[TASKS]:
1) According to the article on the multigenerational workforce, which three words does Debra Corey name as the key to a benefits package that appeals to all generations?
2) Copy the article on the multigenerational workforce word for word from "Engaging a global" to "are done anymore.".

Engaging a global workforce

Age before Beauty?
How to cater to the multigenerational workforce
Growing old gracefully is a phrase we’re all too used to hearing, and yet one which is being adhered to less and less. In the 1950’s, there was a clear-cut structure as to how your life and your career would pan out. You begin work after high school, go on to progress exponentially for a good 40 years, wind down somewhere around your early 60s, and ease yourself into a comfortable and well-earned retirement. However, whether for better or worse, that’s simply not the way things are done anymore.
Thanks in part to significant advances in medical science, a better understanding of what keeps us alive for longer, and changes to the law, employees are now routinely working their planned retirement age. This leaves us with the rather modern phenomenon of the multigenerational workforce. With varying age groups traversing alongside each other, HR departments have their work cut out in re-evaluating certain aspects of the workforce to make them suitable to all employees – most pressing of which is their benefits packages.
Business in the Community’s Age at Work Director, Rachael Saunders, says that one way to retain an elder workforce is by tailoring what you offer them to make them stay. She explains: “68% of unemployed 50-64-year olds and 85% of inactive over 65s said increased availability of flexible and part-time work would help them return to work. Older workers are also more likely to be ‘overemployed’ and work more hours than they would like to, and flexible working can help to address this. Employers can support this by enabling remote working and/or flexible hours for all employees, engaging with older workers to make them aware of flexible working as an option which may not have previously been available and introducing flexible benefits with options for people at different stages of their lives.”
So, what exactly should HR be looking out for when crafting a multigenerational benefits package? Well, according to Debra Corey, Group Reward Director at Reward Gateway, it’s a lot to do with flexibility. “The key to creating a benefits package that appeals to a multigenerational workforce are three simple but powerful words - balance, choice and flexibility,” she explains. “By keeping these in mind, you’ll have a better chance of appealing and engaging with your workforce, regardless of generation. When it comes to choice and flexibility, ask yourself - what can I do to build this into each benefit programme? For example, if you offer a wellbeing benefit, why not provide one that gives employees choice, letting them decide what wellbeing means to them personally? By introducing choice and flexibility, you’re putting decision-making in the hands of employees and creating a more meaningful benefits package that meet their individual needs.”
The reality is that older workers will have different ideas of what a benefits package should include when compared to their younger colleagues. Our lifestyles change as we age, our priorities shift and our notions of usefulness overtake our penchant for extravagance. Paul Avis, Marketing Director at Canada Life Group Insurance, reveals to us what benefits should be at the top of employer’s perks list: “HR needs to set clear objectives around what you want the package to achieve, these can range from staff attraction and retention, through to improved health, wellbeing and productivity. The latter, as we know, is growing in importance to individuals so it makes sense to focus your employee benefits packages on that.
“On the surface, younger workers are not particularly interested in Group Life Protection; however, they may be interested in benefits such as Critical Illness, Medical and Cash plans: more immediate benefits. Nowadays, younger employees are part of “Generation Rent”, and as such the most important benefit that they should be considering is Group Income Protection. Ironically, this is the one benefit younger workers believe they will not need. State benefits have been reduced massively – so much so that losing one person’s income would make it impossible to live in many UK cities. Younger workers need to protect their incomes, and should do so sooner rather than later.

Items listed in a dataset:
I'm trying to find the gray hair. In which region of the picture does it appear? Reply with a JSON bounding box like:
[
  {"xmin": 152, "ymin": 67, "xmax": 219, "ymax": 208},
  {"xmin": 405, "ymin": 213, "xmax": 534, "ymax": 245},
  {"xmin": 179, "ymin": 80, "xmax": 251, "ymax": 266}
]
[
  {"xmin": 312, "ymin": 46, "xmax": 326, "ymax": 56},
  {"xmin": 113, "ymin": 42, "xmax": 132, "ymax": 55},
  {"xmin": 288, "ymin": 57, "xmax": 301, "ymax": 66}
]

[ANSWER SET]:
1) Balance, choice and flexibility.

2)
Engaging a global workforce

Age before Beauty?
How to cater to the multigenerational workforce
Growing old gracefully is a phrase we’re all too used to hearing, and yet one which is being adhered to less and less. In the 1950’s, there was a clear-cut structure as to how your life and your career would pan out. You begin work after high school, go on to progress exponentially for a good 40 years, wind down somewhere around your early 60s, and ease yourself into a comfortable and well-earned retirement. However, whether for better or worse, that’s simply not the way things are done anymore.